-- GIVEN DATA --
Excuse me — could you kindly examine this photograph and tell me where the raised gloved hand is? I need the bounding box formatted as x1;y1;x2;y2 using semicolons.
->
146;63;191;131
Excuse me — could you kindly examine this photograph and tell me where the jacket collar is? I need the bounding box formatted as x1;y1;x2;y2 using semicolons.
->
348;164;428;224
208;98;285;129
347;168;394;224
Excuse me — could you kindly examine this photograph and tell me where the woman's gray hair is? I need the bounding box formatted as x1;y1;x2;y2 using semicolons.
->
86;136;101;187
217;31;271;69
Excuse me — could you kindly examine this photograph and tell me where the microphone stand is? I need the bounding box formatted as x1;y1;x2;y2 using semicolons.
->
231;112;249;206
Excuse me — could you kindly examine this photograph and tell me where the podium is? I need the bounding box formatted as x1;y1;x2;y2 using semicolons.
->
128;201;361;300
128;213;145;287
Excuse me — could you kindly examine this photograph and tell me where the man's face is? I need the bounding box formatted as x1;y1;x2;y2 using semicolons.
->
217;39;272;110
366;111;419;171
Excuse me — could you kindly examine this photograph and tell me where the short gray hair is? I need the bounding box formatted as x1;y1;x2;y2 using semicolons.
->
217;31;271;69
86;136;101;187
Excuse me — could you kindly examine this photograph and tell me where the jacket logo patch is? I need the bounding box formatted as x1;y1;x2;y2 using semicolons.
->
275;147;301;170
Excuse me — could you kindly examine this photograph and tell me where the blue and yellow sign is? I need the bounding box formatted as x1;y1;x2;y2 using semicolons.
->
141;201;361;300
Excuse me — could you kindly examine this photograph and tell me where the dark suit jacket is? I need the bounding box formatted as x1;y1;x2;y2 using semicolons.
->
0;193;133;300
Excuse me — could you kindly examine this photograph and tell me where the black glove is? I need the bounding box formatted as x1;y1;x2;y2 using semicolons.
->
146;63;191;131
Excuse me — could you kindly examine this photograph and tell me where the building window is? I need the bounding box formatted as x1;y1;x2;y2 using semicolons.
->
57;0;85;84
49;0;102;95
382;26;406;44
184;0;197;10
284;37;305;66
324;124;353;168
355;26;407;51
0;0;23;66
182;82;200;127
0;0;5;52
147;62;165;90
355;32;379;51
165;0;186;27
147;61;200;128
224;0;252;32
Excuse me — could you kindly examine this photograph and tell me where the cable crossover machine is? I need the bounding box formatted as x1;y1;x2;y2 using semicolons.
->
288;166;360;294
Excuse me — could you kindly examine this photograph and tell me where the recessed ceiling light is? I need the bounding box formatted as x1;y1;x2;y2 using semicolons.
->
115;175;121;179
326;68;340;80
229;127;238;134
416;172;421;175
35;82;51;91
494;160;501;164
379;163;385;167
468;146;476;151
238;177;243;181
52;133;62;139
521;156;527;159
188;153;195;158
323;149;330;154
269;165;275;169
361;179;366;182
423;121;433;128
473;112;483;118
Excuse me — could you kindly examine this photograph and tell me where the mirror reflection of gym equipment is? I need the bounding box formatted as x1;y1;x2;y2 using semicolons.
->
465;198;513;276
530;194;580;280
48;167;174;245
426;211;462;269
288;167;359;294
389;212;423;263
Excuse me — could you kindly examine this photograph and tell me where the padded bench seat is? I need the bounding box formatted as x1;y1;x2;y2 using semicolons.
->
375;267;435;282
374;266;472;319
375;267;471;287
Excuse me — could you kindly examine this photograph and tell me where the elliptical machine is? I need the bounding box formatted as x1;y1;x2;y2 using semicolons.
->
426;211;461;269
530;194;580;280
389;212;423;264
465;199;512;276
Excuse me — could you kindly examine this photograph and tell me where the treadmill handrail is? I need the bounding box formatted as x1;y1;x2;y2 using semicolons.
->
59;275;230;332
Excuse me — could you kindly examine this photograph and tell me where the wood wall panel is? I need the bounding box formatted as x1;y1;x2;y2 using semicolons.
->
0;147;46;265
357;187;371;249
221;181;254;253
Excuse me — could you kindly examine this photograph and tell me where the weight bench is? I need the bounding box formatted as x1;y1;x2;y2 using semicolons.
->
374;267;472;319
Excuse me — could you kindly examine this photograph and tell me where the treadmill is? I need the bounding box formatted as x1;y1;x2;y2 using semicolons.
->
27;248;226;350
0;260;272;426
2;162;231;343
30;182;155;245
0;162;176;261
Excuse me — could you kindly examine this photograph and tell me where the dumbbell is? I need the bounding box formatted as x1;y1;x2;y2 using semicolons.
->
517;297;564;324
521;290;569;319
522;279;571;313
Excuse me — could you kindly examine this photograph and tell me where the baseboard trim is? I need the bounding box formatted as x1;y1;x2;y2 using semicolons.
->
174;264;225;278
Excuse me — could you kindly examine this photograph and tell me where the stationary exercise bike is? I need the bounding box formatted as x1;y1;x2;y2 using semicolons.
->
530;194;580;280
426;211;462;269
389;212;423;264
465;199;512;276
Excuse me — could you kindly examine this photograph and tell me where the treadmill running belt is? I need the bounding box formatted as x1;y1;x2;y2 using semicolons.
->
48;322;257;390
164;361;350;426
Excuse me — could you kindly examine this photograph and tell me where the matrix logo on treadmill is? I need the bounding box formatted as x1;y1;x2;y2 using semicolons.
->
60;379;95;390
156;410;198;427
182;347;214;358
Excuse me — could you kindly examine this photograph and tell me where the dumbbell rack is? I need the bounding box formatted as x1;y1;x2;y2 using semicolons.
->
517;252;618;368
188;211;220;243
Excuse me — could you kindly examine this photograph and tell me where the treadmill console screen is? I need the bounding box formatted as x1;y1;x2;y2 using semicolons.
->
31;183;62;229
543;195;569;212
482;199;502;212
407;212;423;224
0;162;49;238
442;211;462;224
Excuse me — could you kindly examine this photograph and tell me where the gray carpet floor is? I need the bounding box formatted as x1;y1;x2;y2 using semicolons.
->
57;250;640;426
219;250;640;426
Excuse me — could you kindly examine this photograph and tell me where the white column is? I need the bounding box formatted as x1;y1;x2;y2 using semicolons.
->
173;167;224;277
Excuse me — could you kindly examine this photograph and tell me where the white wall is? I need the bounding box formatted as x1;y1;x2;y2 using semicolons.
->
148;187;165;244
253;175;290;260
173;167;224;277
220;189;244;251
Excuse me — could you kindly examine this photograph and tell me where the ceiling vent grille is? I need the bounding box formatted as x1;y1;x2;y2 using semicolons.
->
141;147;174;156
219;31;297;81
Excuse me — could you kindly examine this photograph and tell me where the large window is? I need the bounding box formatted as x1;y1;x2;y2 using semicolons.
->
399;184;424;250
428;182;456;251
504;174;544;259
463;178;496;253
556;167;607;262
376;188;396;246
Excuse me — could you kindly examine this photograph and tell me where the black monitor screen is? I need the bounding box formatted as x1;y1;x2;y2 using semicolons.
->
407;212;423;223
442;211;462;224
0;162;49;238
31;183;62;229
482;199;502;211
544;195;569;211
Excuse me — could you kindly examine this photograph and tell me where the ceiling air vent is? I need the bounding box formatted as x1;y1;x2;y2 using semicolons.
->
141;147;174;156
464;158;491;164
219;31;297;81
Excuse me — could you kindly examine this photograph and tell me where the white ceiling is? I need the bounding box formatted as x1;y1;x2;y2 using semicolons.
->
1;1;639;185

-- PROBLEM REQUIREMENTS --
Retype every entry, keeping each character as it was.

-- YOUR RESPONSE --
Excuse me — could you kindly examine this photograph and tell me where the raised gloved hand is? I need the bounding box formatted as x1;y1;x2;y2 using semicolons.
->
146;63;191;131
Excuse me — could you kindly examine this photograph and tell me where the jacket collar is? I need the bounding box formatted as x1;y1;x2;y2 using semicolons.
->
348;164;428;224
208;98;285;129
347;168;394;224
Excuse me — could you kindly examine this photograph and tell me where the woman's gray hair is? I need the bounding box formatted as x1;y1;x2;y2 using semicolons.
->
86;136;101;187
217;31;271;69
Excuse me — could you kindly examine this photograph and tell me where the microphone stand is? I need the bounding box formatted as x1;y1;x2;y2 using semicolons.
->
231;112;249;206
Excuse me — could you kindly examine this photograph and tell me where the podium is? I need the bounding box formatted as x1;y1;x2;y2 using semicolons.
->
128;201;361;300
128;213;145;287
Excuse me — could you kindly examine this photograph and tell me where the man's face is? I need the bounding box formatted as x1;y1;x2;y2 using semicolons.
->
217;39;272;110
366;111;419;171
Excuse me — could you kindly examine this photograph and tell me where the short gray hair is? I need the bounding box formatted as x1;y1;x2;y2 using semicolons.
->
217;31;271;69
86;136;101;187
Excuse me — could you kindly examine this photograph and tell me where the jacket logo patch is? I need the bounding box formatted as x1;y1;x2;y2 using semicolons.
->
275;147;301;170
Excuse me — could you kindly examine this photograph and tell me where the blue and yellow sign is? I need the bounding box formatted as x1;y1;x2;y2 using semicolons.
->
141;201;361;300
Excuse me — could you kindly examine this photograph and tell me where the dark suit jacket is? I need the bounding box formatted as x1;y1;x2;y2 using semicolons.
->
0;193;133;300
Excuse me — could you kindly examine this photograph and tell me where the black glove is? I need the bounding box formatted as x1;y1;x2;y2 using semicolons.
->
146;63;191;131
Excuse me — could you kindly examine this photograph and tell me where the building window is? I need the bounding box formatted as x1;y1;x2;y2 using semicolons.
->
57;0;85;84
49;0;102;95
382;26;406;44
184;0;197;10
284;37;305;66
324;124;353;168
355;26;407;51
0;0;23;66
182;82;200;127
0;0;5;52
147;62;165;90
355;32;379;51
165;0;186;27
147;61;200;128
224;0;252;32
Excuse me — could you kindly examine this photograph and tell me where the cable crossover machine is? I need the bounding box formatted as x1;y1;x2;y2 using semicolons.
->
288;166;360;294
Excuse me — could you kindly examine this photograph and tell me where the recessed ceiling light is? I need the bounding box formatted as x1;y1;x2;y2 using semicolons.
->
115;175;121;179
326;68;340;80
229;127;238;134
416;172;421;175
35;82;51;91
494;160;501;164
379;163;385;167
468;146;476;151
238;177;243;181
52;133;62;139
521;156;527;159
188;153;195;158
323;149;330;154
269;165;275;169
361;179;366;182
423;121;433;128
473;112;483;118
Excuse me — could you kindly examine this photograph and tell me where the mirror reflection of gym equipment is? I need the bounding box formatted as x1;y1;x2;y2 using semicolons.
->
465;198;513;276
530;194;580;280
48;167;174;245
426;211;462;269
288;167;359;294
389;212;423;263
Excuse me — could you kindly examine this photograph and tell me where the padded bench seat is? I need the bounding box formatted as x1;y1;x2;y2 using semicolons.
->
375;267;435;282
374;266;472;319
375;267;471;287
Excuse me — could you kindly examine this photograph and tell me where the elliptical machine is? I need the bounding box formatted as x1;y1;x2;y2 using semicolons.
->
426;211;461;269
530;194;580;280
389;212;423;264
465;199;512;276
Excuse me — could you kindly examine this photograph and tell me where the treadmill handrail is? I need the bounding box formatted as x1;y1;x2;y2 using semicolons.
->
59;275;230;332
Excuse me — could you kindly examine this photograph and tell me where the wood wall panel is? I need the bounding box formatted as x1;y1;x2;y2 using semicolons.
->
0;147;46;265
357;187;371;249
221;181;254;253
Excuse me — could you kindly examine this photograph and tell me where the weight bench is? I need the bounding box formatted as x1;y1;x2;y2 using semicolons.
->
374;267;472;319
Excuse me — could you kindly examine this photograph and tell me where the treadmill is? I need the bounding box formatted as x1;y1;x2;y2 using semicolons.
->
27;248;226;350
0;260;272;426
2;162;231;343
30;182;155;245
0;162;176;261
Excuse me — could you kindly examine this photograph and tell me where the dumbbell is? I need the bounding box formatted as x1;y1;x2;y2 using semicolons.
->
517;297;564;324
521;290;569;319
522;279;571;313
Excuse me — could you kindly examine this photograph and tell me where the baseboard trim is? I need the bounding box formatted as x1;y1;x2;y2 using semicolons.
->
174;264;225;278
Excuse me — could you kindly examine this photograph and tell me where the stationary exercise bike is? I need the bounding box formatted as x1;y1;x2;y2 using semicolons.
->
530;194;580;280
426;211;462;269
389;212;423;264
465;199;512;276
Excuse me — could you kindly examine this photograph and tell me where the treadmill running belt is? I need the bounding box formatted as x1;y1;x2;y2 using semicolons.
->
48;322;257;390
164;361;350;426
Excuse me — could you kindly examine this photograph and tell me where the matrix logo on treadmill is? I need the bounding box formatted as x1;y1;x2;y2 using semicolons.
->
60;379;95;390
156;410;198;427
182;347;214;358
Excuse me — could you kindly examine this photograph and tell me where the dumbbell rack is? I need the bounding box formatted as x1;y1;x2;y2 using semicolons.
->
517;252;618;368
188;211;220;243
Excuse me — could you kindly examine this photograph and tell me where the treadmill console screen is? I need the bounding box formatted as x1;y1;x2;y2 using semicolons.
->
31;183;62;229
543;195;569;212
482;199;502;212
407;212;423;224
0;162;49;238
442;211;462;224
Excuse me — could you kindly examine this photograph and tell me where the gray carpet floor is? I need the bounding box formatted as x1;y1;x2;y2 using semicolons.
->
57;250;640;426
219;250;640;426
Excuse me — could you kindly examine this photograph and tell me where the white column is? I need the bounding box formatted as x1;y1;x2;y2 using semicolons.
->
173;167;224;277
Excuse me — could you kindly examine this photograph and tell me where the white wall is? I need the bounding box formatted as x1;y1;x2;y2 using semicolons.
->
148;187;165;244
253;175;290;260
173;167;224;277
220;189;244;251
Excuse me — could you kindly examine this photograph and tell me where the ceiling vent grille is? I need the bounding box formatted as x1;y1;x2;y2 using semicolons.
->
141;147;174;156
219;31;297;81
Excuse me — could you kindly examine this photograph and tell me where the large window is? I need the bounding box formatted as x1;y1;x2;y2 using semicolons.
->
399;184;424;250
428;182;456;251
504;174;544;259
463;178;496;253
556;167;607;262
376;188;396;246
Excuse me — could you kindly examine this photograph and tell me where the black monitor screen is? I need the bounding box formatted as x1;y1;x2;y2 using semicolons.
->
407;212;423;223
442;211;462;224
0;162;49;238
31;183;62;229
482;199;502;211
544;195;569;211
Excuse me — could you kindly examine this photograph and tell me where the ceiling air vent is? I need the bounding box formatted as x1;y1;x2;y2 using semicolons.
->
141;147;174;156
464;158;491;164
219;31;297;81
Excuse me — could you kindly examine this photograph and tell me where the white ceiling is? I need the bounding box formatted as x1;y1;x2;y2 using semicolons.
->
1;1;639;185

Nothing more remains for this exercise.